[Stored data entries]

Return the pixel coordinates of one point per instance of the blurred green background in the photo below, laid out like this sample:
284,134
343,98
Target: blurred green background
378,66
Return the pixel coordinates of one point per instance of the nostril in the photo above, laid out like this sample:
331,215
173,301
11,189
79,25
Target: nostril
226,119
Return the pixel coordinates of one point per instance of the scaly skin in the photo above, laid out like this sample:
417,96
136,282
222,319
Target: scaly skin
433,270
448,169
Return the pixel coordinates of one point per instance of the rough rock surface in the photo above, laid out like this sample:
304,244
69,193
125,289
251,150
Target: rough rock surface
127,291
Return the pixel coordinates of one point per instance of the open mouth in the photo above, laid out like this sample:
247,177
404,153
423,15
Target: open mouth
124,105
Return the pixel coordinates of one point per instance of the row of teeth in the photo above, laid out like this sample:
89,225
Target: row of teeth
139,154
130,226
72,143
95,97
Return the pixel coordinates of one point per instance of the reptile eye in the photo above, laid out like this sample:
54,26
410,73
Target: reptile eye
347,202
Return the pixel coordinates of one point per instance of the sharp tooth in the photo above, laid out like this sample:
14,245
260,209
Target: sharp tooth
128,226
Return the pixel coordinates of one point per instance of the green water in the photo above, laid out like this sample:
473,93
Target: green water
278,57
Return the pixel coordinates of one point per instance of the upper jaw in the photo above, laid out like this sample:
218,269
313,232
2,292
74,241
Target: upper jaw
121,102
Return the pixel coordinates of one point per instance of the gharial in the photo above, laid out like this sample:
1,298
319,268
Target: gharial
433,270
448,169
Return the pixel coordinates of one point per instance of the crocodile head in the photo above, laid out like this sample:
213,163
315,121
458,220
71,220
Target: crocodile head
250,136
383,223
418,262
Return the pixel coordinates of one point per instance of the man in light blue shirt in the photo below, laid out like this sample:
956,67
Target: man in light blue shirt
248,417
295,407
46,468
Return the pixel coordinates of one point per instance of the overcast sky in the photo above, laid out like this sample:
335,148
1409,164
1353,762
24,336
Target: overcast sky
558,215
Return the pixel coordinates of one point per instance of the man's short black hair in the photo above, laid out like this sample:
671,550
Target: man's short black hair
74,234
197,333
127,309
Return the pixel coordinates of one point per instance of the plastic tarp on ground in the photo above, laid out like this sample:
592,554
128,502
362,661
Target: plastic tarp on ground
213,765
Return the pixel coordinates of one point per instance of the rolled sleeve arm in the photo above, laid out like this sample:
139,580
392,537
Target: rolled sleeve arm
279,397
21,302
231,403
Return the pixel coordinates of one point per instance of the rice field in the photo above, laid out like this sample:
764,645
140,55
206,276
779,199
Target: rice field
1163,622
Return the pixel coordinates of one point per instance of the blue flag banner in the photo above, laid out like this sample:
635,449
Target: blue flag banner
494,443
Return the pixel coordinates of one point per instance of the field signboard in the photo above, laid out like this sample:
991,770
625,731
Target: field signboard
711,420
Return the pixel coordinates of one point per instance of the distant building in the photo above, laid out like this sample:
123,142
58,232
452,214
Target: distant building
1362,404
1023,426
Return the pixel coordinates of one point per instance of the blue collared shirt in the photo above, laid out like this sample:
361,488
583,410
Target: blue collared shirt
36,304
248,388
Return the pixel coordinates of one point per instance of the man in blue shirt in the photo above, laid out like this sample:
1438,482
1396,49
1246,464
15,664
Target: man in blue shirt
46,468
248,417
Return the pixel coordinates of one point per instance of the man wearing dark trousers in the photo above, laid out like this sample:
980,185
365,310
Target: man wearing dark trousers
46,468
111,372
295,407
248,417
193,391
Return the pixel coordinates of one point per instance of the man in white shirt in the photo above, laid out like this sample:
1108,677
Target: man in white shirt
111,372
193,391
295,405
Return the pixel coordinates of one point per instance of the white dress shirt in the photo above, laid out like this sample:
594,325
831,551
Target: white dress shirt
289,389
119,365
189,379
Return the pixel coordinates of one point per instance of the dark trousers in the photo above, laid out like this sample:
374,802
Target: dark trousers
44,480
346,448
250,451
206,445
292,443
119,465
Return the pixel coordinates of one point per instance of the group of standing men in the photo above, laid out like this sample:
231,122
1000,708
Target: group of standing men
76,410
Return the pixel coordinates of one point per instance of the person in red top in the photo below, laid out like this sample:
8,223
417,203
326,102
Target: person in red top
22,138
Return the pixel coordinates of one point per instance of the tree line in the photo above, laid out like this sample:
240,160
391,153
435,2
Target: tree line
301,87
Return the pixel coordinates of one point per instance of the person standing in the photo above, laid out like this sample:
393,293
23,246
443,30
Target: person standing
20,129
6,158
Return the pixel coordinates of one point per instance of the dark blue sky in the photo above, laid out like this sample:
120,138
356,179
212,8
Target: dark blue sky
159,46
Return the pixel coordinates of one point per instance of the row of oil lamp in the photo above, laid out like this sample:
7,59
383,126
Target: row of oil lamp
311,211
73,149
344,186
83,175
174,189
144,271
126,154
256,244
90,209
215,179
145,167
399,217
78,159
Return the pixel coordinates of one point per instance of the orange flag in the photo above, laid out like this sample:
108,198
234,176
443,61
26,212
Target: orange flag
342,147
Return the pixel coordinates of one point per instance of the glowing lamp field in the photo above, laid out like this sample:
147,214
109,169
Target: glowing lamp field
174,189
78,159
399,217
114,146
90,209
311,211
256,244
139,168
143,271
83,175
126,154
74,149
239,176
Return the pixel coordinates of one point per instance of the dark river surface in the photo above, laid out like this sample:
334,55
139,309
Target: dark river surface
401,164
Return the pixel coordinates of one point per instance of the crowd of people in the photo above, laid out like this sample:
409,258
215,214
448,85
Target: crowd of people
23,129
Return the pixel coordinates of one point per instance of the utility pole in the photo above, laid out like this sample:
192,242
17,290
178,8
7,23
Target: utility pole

• **WHAT TO DO**
Copy out the lines of the records above in which the string "pole" appears.

• **ANSWER TO THE EXERCISE**
Return the pixel coordinates of one point per instance of the utility pole in the photo above, laid out like this sample:
Target: utility pole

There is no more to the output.